— Daftar Tugas —
1 - Sebutkan semua alam kehidupan selain dunia yang disebut dalam renungan Ramadan tentang sujud.
2 - Ringkas paragraf renungan Ramadan yang diawali "Kita masih diberi waktu" menjadi daftar butir tanpa menghilangkan fakta utamanya.
3 - Lanjutkan renungan Ramadan tentang sujud dan waktu itu, mulai setelah kalimat terakhirnya.

— Kutipan Terpilih —
########

Prof. Dr. Nur Syam, M.Si

(My Official Site)

BERSUJUDLAH MUMPUNG ADA WAKTU: RENUNGAN RAMADLAN (6)

 

BERSUJUDLAH MUMPUNG ADA WAKTU: RENUNGAN RAMADLAN (6)

Prof. Dr. Nur Syam, MSi

Lagunya Ebit G Ade, “Masih Ada Waktu” yang dinyanyikan puterinya, Shanna Shanon masih terus saya putar. Bukan untuk kepentingan jumlah viewer, tetapi kandungan lagu itu sungguh luar biasa. Melebihi dakwah bil lisan, yang terkadang tidak menyentuh jiwa. Bahkan membuat gelisah dan perasaan tidak nyaman. Lagu itu sungguh memiliki kandungan makna mendalam yang patut direnungkan.

Benarkah kita perlu sujud? Pertanyaan yang sangat penting untuk dijawab. Dan lagu ini menjawabnya dengan mendasar dan berada di dalam relung hati yang paling mendalam. Kita sungguh tidak tahu kapan ajal akan tiba. Kita tidak tahu kapan sisa usia kita. Hari ini, pekan ini, bulan ini atau tahun ini. Tak seorangpun yang tahu. Persoalan usia adalah haknya Allah SWT. Hanya Allah yang tahu. Orang yang secara medis diketahui oleh dokter, hanya tinggal beberapa bulan tetapi ternyata masih bisa hidup tahunan. Kalaupun diprediksi sesuai dengan ilmu oleh ahlinya, tetapi dokter juga tidak tahu kapan kepastiannya akan meninggal. Jam berapa, menit berapa dan hari apa. Kematian adalah sesuatu yang misterius dan biarkan menjadi misteri di dalam kehidupan.

Kita masih diberi waktu. Di dalam Islam, waktu itu begitu sentral. Waktu itu dijadikan oleh Allah SWT untuk bersumpah. Hal ini menandakan betapa pentingnya waktu di dalam kehidupan manusia. Manusia hidup di dunia itu hanya seperti orang mampir minum lalu melanjutkan perjalanan. Di dalam tradisi Jawa disebut sebagai mampir ngombe. Berhenti sejenak untuk minum. Dibandingkan dengan kehidupan dalam alam Roh, alam Barzakh dan alam Akherat, maka kehidupan di dunia itu hanya sebentar. Rata-rata 70 tahun dari jutaan tahun dalam kehidupan lainnya. Itulah sebabnya Allah memperingatkan agar waktu yang pendek itu digunakan untuk efektif antara bekerja dan beribadah.

########

— Cuplikan Data —
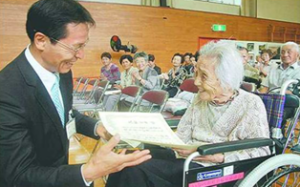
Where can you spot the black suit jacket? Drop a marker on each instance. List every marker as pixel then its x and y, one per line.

########

— Jawaban per Tugas —
1 - Alam Roh, alam Barzakh, alam Akherat

2 -
- Manusia masih diberi waktu, dan di dalam Islam waktu sangat sentral.
- Allah SWT menjadikan waktu sebagai sumpah, tanda betapa penting waktu bagi kehidupan manusia.
- Hidup di dunia hanya seperti orang mampir minum lalu melanjutkan perjalanan. Dalam tradisi Jawa, ini disebut mampir ngombe.
- Dibandingkan kehidupan di alam Roh, alam Barzakh, dan alam Akherat, hidup di dunia hanya sebentar: rata-rata 70 tahun dari jutaan tahun kehidupan lainnya.
- Karena itu Allah memperingatkan agar waktu yang pendek itu digunakan secara efektif untuk bekerja dan beribadah.

3 -
Allah menyatakan di Surat Al Ashr ayat 1-3: “Wal ashr. Innal insana lafi khusr. Illal ladzina amanu wa amilush shalihati  wa tawa shaubil haqqi wa tawa shaubish sabr”. Yang artinya: “Demi Waktu. Sesungguhnya manusia dalam kerugian. Kecuali orang yang beriman dan beramal shaleh, yang saling berwasiat tentang kebenaran dan kesabaran”. Waktu itu seperti pedang. Al waqt kasy syaif”.  Maknanya bahwa waktu yang sudah berlalu tentu tidak bisa dikembalikan dan akan berlalu begitu saja. Jadi kita menjalani waktu yang terus berkurang, menit, jam, hari, bulan dan tahun. Semakin besar semakin berkurang usia. Demikian pula semakin tua juga semakin berkurang usia tersebut. Bahkan terkadang ada ungkapan yang tidak mengenakkan yaitu sudah bau tanah. Pernyataan untuk orang tua.

Itulah sebabnya Alqur’an menyatakan bahwa waktu itu penting. Orang yang tidak bisa memanfaatkan waktu yang baik, maka dia akan merugi. Mungkin dia untung di dunia tetapi rugi di akherat. Tetapi bisa juga rugi di dunia tetapi untung di akherat. Yang benar adalah untung di dunia dan untung di akherat. Orang yang bisa beruntung di dunia dan akherat adalah orang yang beriman kepada Allah SWT dan beramal shaleh, yaitu perbuatan baik kepada Allah dengan mengamalkan segala perintah Tuhan dan menjauhi larangannya, dan juga berbuat baik kepada sesama manusia yaitu tidak membuat orang lain menderita, kecewa dan terpinggirkan.   Yang dilakukan justru  menghargai manusia apa adanya. Selain itu juga orang yang bisa berwasiat tentang kebaikan untuk sesama manusia.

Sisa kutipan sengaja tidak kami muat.